Given passage:
=== Section Start ===
Communities across the state have been dealing with pervasive fowl for years. Honolulu has spent thousands of dollars trapping them, to little avail. Now state lawmakers are considering possible solutions — including measures that would let residents kill feral chickens, deem them a “controllable pest” on public land in Honolulu, and fine people for feeding them or releasing them in parks.

Feral chickens wander around near downtown Honolulu on Feb. 6, 2026. Jennifer Sinco Kelleher/AP

But one person’s nuisance is another’s cultural symbol, a dynamic that has also played out in Miami and some other cities with populations of wild chickens.

Kealoha Pisciotta, a Hawaiian cultural practitioner and animal advocate, disagrees with killing feral chickens simply because they’re a nuisance. Some chickens today descended from those brought to the islands by early Polynesian voyagers, she said.

“The moa is very significant,” she said, using the Hawaiian word for chicken. “They were on our voyaging, came with us.”

The Hawaiian Humane Society opposes letting residents kill the chickens “as a means of population control unless all other strategies have been exhausted.”
=== Section End ===
Recorded data:
=== Section Start ===
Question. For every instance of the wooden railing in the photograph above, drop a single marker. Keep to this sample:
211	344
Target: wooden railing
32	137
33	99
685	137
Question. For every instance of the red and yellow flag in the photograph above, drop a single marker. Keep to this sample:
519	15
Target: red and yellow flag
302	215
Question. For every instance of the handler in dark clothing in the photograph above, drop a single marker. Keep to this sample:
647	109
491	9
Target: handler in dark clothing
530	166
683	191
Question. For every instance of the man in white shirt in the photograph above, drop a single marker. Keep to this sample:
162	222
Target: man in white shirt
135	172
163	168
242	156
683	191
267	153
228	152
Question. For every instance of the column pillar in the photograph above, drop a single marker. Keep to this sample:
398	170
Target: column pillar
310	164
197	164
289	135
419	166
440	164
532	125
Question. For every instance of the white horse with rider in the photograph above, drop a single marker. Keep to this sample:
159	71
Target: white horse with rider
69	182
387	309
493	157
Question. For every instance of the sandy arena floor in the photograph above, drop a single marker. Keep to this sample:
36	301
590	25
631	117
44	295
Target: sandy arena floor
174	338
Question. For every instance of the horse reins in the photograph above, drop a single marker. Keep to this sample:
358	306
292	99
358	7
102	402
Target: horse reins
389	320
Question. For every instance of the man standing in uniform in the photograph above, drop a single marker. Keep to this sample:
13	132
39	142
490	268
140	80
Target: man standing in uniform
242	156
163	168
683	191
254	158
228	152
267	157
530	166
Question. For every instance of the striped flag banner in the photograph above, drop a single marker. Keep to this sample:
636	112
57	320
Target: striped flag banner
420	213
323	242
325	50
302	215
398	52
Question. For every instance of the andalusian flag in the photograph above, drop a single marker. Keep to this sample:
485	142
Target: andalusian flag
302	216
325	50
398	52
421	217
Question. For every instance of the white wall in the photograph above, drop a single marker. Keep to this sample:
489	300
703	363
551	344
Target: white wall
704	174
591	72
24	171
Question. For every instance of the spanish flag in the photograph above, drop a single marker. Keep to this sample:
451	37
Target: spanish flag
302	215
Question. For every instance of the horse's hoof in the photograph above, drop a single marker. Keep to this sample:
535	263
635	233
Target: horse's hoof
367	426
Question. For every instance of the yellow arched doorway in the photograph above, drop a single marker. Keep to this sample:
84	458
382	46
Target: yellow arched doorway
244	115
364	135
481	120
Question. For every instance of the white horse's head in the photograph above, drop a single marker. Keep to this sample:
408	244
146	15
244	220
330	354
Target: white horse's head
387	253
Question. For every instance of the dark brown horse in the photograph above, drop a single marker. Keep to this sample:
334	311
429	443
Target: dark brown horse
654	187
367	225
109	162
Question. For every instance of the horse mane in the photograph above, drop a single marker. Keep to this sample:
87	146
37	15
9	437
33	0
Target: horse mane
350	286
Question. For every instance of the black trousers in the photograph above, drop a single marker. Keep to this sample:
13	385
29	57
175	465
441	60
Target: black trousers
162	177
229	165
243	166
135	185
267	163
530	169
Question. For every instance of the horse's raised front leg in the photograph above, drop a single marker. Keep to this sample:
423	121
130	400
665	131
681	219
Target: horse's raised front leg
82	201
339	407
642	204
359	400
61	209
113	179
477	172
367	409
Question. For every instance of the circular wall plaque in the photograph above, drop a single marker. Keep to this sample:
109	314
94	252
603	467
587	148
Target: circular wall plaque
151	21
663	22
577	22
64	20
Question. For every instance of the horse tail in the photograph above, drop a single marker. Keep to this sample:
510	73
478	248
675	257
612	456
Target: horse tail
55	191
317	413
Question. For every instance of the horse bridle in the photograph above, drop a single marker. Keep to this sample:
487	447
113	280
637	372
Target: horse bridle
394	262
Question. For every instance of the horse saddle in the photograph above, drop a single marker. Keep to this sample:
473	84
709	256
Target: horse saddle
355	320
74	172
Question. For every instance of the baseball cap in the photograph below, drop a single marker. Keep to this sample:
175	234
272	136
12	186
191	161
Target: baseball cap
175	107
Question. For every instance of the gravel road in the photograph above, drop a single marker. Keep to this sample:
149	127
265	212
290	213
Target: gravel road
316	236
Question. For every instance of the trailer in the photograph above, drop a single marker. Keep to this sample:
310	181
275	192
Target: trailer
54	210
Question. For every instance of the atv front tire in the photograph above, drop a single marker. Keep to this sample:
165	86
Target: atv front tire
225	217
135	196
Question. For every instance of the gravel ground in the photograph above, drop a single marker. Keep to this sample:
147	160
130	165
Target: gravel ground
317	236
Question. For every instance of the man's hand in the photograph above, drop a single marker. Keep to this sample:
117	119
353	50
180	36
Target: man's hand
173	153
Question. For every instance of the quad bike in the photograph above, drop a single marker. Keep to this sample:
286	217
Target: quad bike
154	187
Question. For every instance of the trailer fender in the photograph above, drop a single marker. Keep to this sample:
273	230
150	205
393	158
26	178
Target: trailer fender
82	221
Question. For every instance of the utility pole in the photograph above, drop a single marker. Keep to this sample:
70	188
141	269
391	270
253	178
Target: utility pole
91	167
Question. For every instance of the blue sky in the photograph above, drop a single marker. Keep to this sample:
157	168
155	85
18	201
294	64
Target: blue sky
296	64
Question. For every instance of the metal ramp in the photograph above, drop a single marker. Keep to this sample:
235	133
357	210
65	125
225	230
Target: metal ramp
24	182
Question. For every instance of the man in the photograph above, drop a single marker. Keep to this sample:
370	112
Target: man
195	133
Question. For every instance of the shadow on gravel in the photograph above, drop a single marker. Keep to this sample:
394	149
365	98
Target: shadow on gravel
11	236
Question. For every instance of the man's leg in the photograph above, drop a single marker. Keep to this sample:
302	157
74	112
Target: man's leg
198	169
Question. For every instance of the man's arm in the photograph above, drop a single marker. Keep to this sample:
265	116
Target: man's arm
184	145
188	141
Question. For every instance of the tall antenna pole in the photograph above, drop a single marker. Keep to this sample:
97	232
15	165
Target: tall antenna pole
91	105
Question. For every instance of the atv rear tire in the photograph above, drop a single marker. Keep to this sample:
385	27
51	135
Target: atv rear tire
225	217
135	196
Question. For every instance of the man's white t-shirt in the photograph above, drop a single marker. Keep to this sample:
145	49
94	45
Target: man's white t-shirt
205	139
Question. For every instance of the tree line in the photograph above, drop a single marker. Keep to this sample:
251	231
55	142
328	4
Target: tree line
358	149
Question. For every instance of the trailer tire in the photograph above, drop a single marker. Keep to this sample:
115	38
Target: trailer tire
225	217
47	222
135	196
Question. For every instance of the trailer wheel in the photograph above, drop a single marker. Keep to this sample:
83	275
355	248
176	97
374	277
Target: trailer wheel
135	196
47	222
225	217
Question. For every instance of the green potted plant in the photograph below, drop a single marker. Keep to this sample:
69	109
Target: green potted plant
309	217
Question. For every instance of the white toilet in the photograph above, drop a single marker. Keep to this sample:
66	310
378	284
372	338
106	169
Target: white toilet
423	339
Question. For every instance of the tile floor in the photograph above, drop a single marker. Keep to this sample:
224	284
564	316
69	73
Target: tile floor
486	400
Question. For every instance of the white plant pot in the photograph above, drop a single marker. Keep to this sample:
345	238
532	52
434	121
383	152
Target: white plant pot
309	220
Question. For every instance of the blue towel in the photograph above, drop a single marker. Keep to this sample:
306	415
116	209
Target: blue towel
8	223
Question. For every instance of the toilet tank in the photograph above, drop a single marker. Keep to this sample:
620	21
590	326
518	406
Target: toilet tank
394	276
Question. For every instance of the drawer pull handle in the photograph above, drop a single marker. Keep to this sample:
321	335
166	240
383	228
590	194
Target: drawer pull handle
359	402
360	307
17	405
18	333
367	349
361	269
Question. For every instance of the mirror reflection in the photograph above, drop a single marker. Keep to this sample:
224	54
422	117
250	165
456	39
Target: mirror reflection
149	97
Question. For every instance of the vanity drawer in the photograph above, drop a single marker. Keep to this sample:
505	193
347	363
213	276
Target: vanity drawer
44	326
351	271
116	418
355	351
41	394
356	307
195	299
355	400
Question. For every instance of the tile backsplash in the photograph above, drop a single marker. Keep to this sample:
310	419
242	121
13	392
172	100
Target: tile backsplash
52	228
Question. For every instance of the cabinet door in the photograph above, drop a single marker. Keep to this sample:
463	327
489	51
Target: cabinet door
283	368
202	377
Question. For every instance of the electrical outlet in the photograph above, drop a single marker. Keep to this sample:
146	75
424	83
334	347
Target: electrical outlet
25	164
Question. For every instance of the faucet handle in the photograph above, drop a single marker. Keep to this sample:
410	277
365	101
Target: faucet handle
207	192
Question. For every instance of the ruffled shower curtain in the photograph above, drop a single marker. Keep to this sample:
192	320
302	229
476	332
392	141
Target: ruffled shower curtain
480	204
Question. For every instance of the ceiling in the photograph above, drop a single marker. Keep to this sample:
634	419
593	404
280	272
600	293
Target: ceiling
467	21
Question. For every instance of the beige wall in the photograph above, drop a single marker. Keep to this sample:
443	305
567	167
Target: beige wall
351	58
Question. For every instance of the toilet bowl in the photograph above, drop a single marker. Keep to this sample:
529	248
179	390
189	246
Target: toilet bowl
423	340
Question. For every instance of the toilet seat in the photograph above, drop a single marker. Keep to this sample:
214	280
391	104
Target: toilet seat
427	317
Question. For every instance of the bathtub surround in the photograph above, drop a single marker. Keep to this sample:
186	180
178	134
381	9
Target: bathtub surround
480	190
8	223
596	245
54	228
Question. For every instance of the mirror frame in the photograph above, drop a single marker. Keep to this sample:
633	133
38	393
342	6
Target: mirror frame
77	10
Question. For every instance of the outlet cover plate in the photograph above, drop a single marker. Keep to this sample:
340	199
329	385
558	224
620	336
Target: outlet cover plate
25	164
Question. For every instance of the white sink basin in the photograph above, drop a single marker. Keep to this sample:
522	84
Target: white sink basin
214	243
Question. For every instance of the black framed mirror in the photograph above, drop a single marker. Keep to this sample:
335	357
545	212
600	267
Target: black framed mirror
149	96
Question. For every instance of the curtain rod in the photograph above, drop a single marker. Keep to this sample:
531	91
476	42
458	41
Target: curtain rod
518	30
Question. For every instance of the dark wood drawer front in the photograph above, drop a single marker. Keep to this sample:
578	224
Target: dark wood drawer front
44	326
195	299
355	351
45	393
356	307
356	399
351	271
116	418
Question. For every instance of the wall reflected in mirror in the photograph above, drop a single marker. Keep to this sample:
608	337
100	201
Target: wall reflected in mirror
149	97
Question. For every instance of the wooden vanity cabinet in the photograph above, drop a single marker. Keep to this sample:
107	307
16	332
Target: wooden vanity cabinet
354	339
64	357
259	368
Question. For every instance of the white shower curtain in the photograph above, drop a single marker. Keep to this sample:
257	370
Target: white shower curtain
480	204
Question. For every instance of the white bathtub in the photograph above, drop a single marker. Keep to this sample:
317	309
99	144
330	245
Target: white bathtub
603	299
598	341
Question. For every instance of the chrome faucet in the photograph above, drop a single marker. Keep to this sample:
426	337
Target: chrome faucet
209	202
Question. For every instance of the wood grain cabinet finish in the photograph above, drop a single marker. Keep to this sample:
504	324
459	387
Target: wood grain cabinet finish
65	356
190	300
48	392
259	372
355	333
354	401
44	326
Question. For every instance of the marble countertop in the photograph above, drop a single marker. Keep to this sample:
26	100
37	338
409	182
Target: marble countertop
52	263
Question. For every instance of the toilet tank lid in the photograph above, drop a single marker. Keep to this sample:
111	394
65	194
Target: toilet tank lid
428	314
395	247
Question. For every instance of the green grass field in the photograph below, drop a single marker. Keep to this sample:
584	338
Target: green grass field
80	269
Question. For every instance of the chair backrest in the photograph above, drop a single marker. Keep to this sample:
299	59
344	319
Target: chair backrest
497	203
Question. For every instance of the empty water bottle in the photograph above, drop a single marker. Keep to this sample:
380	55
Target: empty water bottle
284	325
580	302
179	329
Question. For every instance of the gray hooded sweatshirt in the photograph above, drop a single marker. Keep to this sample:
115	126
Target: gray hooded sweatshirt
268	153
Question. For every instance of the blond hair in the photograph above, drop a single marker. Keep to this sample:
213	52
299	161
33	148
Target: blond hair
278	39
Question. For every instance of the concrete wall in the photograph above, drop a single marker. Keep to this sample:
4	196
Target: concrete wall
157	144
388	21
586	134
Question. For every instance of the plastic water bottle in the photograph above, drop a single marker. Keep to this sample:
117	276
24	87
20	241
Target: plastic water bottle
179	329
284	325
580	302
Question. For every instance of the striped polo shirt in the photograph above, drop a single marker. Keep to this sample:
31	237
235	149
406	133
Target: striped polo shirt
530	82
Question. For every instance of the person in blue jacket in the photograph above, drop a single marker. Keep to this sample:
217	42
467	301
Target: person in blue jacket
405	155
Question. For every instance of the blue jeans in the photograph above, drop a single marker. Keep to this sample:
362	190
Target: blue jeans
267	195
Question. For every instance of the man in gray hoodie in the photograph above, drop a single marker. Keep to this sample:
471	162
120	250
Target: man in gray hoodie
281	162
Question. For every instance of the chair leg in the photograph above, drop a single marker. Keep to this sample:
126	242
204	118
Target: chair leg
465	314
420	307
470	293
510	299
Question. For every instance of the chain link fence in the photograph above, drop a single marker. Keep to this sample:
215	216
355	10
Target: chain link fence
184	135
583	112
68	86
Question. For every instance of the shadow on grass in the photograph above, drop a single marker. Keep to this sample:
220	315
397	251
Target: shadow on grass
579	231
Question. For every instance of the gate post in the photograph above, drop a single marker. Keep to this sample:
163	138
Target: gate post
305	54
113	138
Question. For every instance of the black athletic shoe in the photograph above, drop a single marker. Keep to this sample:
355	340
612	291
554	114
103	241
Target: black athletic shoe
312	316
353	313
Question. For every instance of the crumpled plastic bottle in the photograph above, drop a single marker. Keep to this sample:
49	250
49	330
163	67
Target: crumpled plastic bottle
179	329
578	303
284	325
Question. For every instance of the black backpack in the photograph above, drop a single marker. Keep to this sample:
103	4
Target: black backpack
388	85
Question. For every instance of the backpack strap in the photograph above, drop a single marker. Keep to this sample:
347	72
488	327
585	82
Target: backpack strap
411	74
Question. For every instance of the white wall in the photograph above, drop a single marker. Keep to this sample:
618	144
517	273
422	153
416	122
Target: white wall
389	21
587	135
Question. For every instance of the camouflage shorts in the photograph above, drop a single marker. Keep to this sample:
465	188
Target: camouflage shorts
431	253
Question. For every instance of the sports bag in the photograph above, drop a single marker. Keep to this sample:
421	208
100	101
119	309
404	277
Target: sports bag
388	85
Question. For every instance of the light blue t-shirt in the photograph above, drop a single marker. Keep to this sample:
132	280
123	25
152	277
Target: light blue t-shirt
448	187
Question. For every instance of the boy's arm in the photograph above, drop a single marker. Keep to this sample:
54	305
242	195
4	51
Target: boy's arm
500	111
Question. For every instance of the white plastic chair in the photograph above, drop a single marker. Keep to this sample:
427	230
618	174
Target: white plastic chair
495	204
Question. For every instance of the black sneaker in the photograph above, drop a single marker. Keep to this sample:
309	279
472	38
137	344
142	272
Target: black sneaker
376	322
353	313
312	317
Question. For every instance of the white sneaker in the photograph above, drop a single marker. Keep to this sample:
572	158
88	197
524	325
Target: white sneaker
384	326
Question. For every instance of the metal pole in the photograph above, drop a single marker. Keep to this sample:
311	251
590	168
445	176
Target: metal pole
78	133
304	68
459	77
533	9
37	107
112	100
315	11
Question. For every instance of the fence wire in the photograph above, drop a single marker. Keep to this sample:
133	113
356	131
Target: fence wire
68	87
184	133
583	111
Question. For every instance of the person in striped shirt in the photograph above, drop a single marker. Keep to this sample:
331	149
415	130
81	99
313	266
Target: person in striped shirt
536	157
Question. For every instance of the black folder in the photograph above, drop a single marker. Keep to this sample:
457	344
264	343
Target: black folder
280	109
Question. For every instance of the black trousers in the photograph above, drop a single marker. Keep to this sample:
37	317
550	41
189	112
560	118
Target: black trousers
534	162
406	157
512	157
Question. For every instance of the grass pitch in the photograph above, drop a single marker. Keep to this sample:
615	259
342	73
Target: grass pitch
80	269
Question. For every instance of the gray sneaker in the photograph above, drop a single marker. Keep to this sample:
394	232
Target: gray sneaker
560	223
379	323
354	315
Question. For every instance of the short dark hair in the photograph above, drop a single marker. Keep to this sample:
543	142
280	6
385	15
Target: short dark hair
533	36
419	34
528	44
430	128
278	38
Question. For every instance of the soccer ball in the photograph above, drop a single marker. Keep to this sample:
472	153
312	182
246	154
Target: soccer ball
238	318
=== Section End ===
Directions:
A - Answer these from the article on feral chickens in Hawaii:
(i) What has Honolulu spent thousands of dollars on?
(ii) What Hawaiian word for chicken does Kealoha Pisciotta use?
(iii) Which group opposes letting residents kill the chickens unless all other strategies have been exhausted?
B - In the feral chicken article, turn the paragraph that begins "Communities across the state" into a short bulleted list that keeps its main facts.
C - Write the next part of the article on Hawaii's feral chickens, picking up after its last sentence.

List of answers:
A -
(i) Trapping the feral chickens.
(ii) Moa.
(iii) The Hawaiian Humane Society.

B -
- Communities across the state have dealt with feral chickens for years.
- Honolulu has spent thousands of dollars trapping them, with little success.
- State lawmakers are weighing measures that would:
  - let residents kill feral chickens
  - label them a "controllable pest" on public land in Honolulu
  - fine people who feed them or release them in parks

C -
Rep. Scot Matayoshi, a Democrat representing the Honolulu suburb of Kaneohe, said he started crafting chicken control legislation after he heard from an elementary school teacher in his district that the birds were harassing the pupils.

Feral chickens wander around near downtown Honolulu on April 19, 2023. Jennifer Sinco Kelleher/AP

“The children were afraid of them, and they would kind of more aggressively go after the children for food,” Matayoshi said.

Rep. Jackson Sayama said he introduced the chicken-killing bill because there are currently limited ways to get rid of them. The lethal method would be at the resident’s discretion.

“If you want to go old-school, just break the chicken’s neck, that’s perfectly fine,” said the Democrat who represents part of Honolulu. “There’s many different ways you can do it.”

Chicken eradication bills have failed over the years, Matayoshi said. Chicken birth control was an idea discussed when he was on a neighborhood board.

“I think there are people who are taking it more seriously now,” he said.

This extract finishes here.